- EXERCISE DATA:
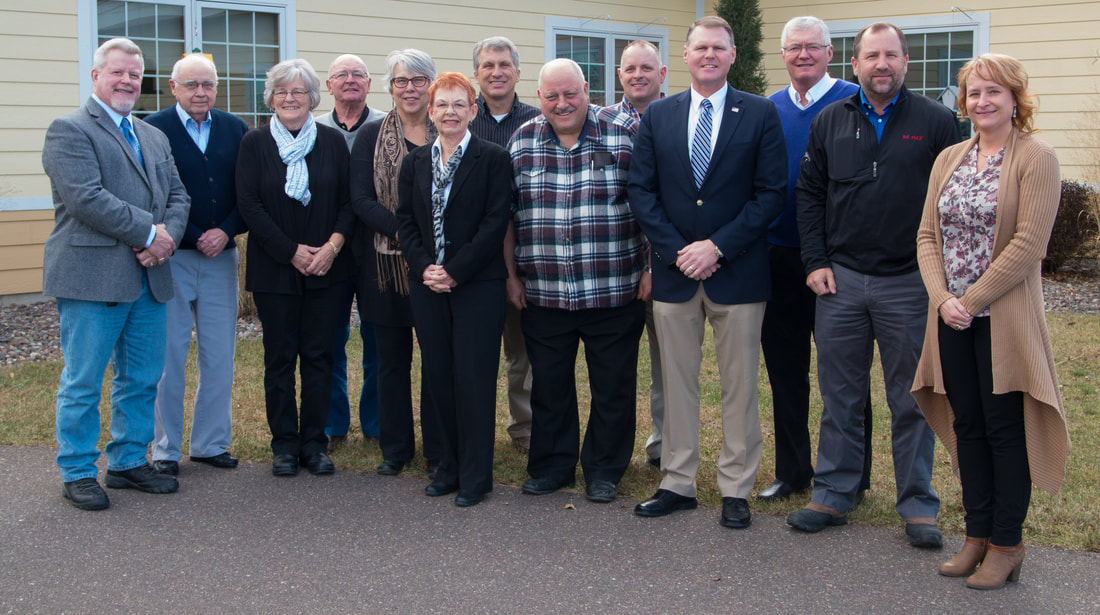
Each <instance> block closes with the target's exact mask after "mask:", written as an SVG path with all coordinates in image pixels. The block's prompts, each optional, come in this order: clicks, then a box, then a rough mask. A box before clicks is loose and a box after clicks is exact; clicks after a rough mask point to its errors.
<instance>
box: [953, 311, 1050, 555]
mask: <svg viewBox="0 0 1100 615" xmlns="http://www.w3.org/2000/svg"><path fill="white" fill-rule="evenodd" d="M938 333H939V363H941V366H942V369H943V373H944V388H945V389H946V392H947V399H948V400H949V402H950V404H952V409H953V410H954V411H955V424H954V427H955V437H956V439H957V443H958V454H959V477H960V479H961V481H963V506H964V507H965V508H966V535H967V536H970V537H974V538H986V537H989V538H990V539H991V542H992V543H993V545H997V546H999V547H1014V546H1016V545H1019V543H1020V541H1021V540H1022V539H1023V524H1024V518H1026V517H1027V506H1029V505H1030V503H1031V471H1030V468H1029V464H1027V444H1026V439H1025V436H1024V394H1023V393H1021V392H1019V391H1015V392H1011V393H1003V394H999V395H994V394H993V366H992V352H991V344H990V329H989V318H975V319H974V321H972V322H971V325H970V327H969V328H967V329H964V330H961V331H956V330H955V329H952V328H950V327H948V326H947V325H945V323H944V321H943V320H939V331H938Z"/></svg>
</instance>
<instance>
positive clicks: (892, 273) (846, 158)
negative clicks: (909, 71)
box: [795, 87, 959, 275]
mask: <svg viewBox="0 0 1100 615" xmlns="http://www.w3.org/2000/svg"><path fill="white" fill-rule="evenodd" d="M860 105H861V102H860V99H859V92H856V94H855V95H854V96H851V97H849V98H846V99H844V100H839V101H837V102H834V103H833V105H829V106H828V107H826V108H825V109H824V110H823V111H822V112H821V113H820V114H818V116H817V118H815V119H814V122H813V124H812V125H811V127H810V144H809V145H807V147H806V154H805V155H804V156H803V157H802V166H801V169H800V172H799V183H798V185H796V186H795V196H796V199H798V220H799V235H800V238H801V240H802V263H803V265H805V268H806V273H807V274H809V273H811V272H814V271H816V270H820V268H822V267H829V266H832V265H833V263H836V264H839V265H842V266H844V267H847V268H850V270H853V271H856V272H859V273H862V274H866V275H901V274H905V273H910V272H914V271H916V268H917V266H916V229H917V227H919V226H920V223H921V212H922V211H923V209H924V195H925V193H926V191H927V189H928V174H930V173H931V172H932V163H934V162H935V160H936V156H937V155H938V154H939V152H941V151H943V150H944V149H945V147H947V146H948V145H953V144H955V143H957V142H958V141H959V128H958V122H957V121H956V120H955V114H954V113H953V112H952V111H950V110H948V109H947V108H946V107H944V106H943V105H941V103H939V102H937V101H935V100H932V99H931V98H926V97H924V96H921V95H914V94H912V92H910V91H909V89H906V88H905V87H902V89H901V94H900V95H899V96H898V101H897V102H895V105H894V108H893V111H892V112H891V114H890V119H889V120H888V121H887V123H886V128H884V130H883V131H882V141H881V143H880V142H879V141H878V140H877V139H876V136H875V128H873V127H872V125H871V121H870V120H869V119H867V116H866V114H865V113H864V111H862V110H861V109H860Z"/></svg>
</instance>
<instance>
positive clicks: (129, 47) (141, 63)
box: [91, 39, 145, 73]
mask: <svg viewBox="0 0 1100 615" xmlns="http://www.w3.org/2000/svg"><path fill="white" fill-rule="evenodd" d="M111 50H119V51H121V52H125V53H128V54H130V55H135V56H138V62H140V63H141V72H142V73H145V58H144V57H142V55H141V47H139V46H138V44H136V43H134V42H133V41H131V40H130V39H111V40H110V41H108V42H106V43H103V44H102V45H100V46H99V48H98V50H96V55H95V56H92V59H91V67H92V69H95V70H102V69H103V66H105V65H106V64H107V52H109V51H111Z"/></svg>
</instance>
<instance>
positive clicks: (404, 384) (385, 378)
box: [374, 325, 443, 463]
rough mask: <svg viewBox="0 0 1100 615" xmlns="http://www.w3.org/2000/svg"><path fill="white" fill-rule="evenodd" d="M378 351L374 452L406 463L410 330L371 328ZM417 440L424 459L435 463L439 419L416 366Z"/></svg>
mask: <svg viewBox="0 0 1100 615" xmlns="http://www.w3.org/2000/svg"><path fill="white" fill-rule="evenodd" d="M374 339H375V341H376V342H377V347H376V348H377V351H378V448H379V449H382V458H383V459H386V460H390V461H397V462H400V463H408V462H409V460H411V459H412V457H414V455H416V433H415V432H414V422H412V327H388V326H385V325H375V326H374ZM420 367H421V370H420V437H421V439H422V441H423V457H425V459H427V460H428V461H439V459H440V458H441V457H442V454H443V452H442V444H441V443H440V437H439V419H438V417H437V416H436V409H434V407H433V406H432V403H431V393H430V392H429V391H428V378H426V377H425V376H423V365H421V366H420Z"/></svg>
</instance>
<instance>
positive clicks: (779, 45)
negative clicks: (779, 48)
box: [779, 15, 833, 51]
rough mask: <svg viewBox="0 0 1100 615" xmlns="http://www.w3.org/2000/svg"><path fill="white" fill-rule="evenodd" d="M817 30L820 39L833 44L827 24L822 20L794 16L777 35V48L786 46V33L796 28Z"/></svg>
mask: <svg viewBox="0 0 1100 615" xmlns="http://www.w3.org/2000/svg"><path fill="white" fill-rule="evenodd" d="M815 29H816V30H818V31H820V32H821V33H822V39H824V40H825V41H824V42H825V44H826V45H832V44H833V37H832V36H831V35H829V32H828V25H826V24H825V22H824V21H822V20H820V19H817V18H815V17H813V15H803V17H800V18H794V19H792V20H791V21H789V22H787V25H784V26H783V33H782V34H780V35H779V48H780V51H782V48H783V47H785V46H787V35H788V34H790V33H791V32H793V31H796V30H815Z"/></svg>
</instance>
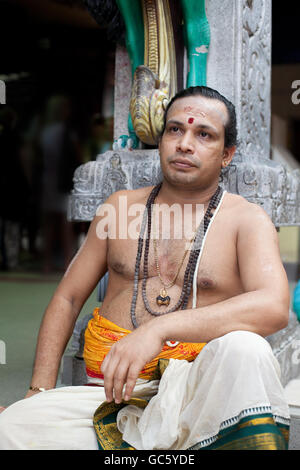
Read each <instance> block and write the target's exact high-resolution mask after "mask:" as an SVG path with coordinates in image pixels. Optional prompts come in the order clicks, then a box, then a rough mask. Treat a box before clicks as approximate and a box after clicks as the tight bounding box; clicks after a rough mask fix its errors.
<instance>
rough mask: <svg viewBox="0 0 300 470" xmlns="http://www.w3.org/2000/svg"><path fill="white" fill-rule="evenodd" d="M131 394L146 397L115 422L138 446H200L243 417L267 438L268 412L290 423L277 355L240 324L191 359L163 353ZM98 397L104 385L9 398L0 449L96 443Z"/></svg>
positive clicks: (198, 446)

- EXERCISE PROMPT: Starting at the first line of the data, set down each line exactly until you have copied the line with "negative clicks: (909, 71)", but leave the pictures out.

- COMPLETED EXERCISE:
Each <instance> block closes with the target's exact mask after "mask:", written as an SVG path with all coordinates in image pixels. The block's prompts, each optional, come in this order: clicks, then a box, then a rough mask. A box before clicks is loose and a box after clicks is exact; clicks after a rough mask point to its errors.
<instance>
box: [953, 311, 1050, 555]
mask: <svg viewBox="0 0 1100 615" xmlns="http://www.w3.org/2000/svg"><path fill="white" fill-rule="evenodd" d="M938 333H939V363H941V366H942V369H943V373H944V388H945V389H946V392H947V399H948V400H949V402H950V404H952V409H953V410H954V411H955V424H954V427H955V437H956V439H957V443H958V454H959V477H960V479H961V481H963V506H964V507H965V508H966V535H967V536H970V537H974V538H986V537H989V538H990V539H991V542H992V543H993V545H997V546H999V547H1014V546H1016V545H1019V543H1020V541H1021V540H1022V539H1023V524H1024V518H1026V517H1027V506H1029V505H1030V503H1031V471H1030V468H1029V464H1027V444H1026V439H1025V436H1024V394H1023V393H1021V392H1019V391H1015V392H1011V393H1003V394H999V395H994V394H993V366H992V352H991V344H990V329H989V318H975V319H974V321H972V322H971V325H970V327H969V328H967V329H964V330H961V331H956V330H955V329H952V328H950V327H948V326H947V325H945V323H944V321H943V320H939V331H938Z"/></svg>
</instance>
<instance>
positive clicks: (892, 273) (846, 158)
negative clicks: (909, 71)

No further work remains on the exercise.